- **Task**
Retype each entry below, keeping every character the same.
┄┄┄┄┄┄
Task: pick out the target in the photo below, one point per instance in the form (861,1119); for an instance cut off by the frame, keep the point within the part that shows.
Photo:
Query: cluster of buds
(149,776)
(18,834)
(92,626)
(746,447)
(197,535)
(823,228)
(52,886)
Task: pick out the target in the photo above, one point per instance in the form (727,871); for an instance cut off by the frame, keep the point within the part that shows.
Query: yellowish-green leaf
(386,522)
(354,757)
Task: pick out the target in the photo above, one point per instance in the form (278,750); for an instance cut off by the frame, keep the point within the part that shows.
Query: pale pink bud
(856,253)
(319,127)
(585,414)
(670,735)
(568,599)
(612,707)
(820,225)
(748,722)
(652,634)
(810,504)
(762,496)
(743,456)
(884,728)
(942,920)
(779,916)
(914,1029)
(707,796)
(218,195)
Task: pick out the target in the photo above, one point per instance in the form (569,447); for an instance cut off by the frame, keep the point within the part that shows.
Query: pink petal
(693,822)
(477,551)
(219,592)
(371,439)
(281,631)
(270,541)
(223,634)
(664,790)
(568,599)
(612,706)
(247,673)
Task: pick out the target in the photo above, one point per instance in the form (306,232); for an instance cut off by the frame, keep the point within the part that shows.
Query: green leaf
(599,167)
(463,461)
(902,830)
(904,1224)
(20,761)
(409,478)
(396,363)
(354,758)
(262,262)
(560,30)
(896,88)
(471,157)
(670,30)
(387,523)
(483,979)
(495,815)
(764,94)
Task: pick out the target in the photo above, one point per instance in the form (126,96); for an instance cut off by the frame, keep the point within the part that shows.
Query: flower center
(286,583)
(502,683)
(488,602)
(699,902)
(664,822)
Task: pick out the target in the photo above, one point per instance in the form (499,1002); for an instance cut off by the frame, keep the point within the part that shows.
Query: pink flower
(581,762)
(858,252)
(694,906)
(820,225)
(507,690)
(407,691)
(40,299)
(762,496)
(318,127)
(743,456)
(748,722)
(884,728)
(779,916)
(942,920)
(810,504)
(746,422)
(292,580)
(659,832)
┄┄┄┄┄┄
- **Problem solution**
Task: pick out the target in the photo below, one point per instance in the form (861,1119); for an instance cut off by the frame, keep the point within the part that shows.
Photo:
Query: cluster of buds
(149,776)
(18,834)
(92,626)
(746,447)
(197,535)
(823,228)
(52,886)
Task: pick out the target in the photo above, one point per instance in the form (727,871); for an instance cut off by the frame, keep the point within the part that shows.
Query: yellowish-green leaf
(386,522)
(354,757)
Task: pick out the target in the photo above, one point per instance in the form (278,750); for an instance cut off by the frame, keep the point within the part that shows.
Query: pale pink bud
(856,253)
(319,127)
(585,414)
(670,735)
(568,599)
(612,707)
(820,225)
(748,722)
(652,634)
(810,504)
(762,496)
(743,456)
(884,728)
(942,920)
(779,916)
(914,1029)
(707,796)
(218,195)
Task: pick out the target in the photo above, one point per instance in the form (569,447); for an instance cut off by the frame, keep the point within the part that shows.
Query: pink petal
(693,822)
(477,551)
(219,592)
(371,439)
(281,631)
(270,541)
(223,634)
(664,790)
(568,599)
(612,706)
(247,673)
Task: pick out the target in the photo above, one point per instance in the form (306,232); for an instance cut off by the frame, keep the point within the part that shows.
Query: green leaf
(599,167)
(463,461)
(902,830)
(904,1224)
(20,761)
(409,478)
(396,363)
(354,758)
(262,262)
(560,30)
(896,88)
(471,157)
(670,30)
(387,523)
(483,979)
(495,815)
(764,94)
Task: pick out the target in the photo above, one point per instance in the form (126,96); for an instance cut off by the frame, keep the point within the part that shows.
Query: flower center
(286,583)
(502,683)
(488,602)
(699,902)
(664,822)
Task: pick out the target in the photo above, one point per instance in the form (499,1002); for an instance cut off by the frame, keep the point within the part that shows.
Query: pink flower
(581,762)
(858,252)
(694,906)
(820,225)
(507,690)
(407,691)
(40,299)
(762,496)
(318,127)
(743,456)
(748,722)
(884,728)
(779,916)
(942,920)
(810,504)
(746,422)
(292,580)
(659,832)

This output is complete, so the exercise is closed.